(Task description): Find the line that contains "horn in the photo above.". Repeat that line and all lines following it, exactly, through the end of the listing below.

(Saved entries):
——
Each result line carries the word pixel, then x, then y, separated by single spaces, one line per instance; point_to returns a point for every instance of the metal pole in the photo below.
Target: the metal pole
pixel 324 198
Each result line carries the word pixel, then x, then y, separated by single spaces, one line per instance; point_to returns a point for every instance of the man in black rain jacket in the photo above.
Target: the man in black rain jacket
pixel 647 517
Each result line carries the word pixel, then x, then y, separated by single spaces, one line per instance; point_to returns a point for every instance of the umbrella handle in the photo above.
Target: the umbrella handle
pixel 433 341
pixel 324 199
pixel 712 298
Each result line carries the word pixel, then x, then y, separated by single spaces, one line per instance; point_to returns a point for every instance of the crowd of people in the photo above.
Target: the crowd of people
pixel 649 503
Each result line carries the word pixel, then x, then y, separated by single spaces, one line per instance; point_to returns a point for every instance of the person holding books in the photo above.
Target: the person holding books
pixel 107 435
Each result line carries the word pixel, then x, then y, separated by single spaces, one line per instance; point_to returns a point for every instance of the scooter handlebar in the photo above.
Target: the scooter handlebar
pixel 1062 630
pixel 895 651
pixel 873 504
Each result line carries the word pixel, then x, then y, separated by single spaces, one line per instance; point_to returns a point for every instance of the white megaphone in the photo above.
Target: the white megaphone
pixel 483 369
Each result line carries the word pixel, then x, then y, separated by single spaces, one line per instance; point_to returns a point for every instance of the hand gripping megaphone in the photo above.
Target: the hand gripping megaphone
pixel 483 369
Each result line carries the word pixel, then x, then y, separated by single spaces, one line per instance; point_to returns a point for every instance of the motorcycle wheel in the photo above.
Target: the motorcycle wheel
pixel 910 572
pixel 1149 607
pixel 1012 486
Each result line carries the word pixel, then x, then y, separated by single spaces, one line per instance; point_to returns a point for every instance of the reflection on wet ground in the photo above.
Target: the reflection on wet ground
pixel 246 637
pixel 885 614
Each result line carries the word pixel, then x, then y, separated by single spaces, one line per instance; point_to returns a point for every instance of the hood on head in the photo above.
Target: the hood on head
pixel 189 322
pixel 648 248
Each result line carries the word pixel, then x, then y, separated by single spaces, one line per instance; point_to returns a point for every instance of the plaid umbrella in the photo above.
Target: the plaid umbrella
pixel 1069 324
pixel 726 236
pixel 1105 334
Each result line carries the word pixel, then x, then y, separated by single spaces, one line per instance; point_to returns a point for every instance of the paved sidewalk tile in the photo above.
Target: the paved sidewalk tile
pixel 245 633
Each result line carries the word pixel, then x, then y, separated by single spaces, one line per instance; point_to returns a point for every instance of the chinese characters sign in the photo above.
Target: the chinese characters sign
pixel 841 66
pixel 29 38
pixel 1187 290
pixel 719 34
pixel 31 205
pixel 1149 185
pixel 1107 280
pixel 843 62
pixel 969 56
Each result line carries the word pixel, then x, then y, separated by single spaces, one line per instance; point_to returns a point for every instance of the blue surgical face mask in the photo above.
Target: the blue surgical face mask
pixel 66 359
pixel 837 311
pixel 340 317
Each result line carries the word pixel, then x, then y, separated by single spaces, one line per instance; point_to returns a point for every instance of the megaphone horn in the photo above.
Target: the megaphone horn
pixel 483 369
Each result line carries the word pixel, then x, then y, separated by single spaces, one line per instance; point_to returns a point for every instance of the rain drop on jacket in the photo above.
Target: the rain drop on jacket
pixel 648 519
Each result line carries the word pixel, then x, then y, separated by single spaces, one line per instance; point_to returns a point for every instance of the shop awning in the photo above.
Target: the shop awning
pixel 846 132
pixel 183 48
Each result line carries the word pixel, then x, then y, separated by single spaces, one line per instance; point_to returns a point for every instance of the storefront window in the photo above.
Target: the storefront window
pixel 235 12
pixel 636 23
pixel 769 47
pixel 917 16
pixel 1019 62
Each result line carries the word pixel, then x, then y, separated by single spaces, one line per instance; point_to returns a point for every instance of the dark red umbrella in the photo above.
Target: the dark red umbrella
——
(Reply):
Each result line carries the word pixel, then x, then y, separated by single spaces, one line per instance; point_to returns a point for every instance of the megaphone horn in the photo above.
Target: the megaphone horn
pixel 483 369
Each result line carries the word pixel, then x, then y, separated by single spaces, one line per instance; point_to returns a point for every instance of the rain drop on jacket in the photo above.
Target: the rain drop on jacket
pixel 648 519
Each result line carries the word pixel, then x, then y, separated by single spaces, one line per instance; point_to returns a point for every instance of the shop awning in the photo above.
Target: the shop awning
pixel 846 132
pixel 183 48
Each result line carries the word pixel, then x, then y, separated by single spaces, one line per instance; point_to returns a point for every instance of the storefront window in the photo above.
Target: the storefront window
pixel 235 12
pixel 636 23
pixel 769 47
pixel 917 16
pixel 1019 62
Each result line carries the word pixel, then x, then y, separated by single spaces, one line per instance; point_to returns a point for every instance of the dark red umbrella in the photo above.
Target: the dark red umbrella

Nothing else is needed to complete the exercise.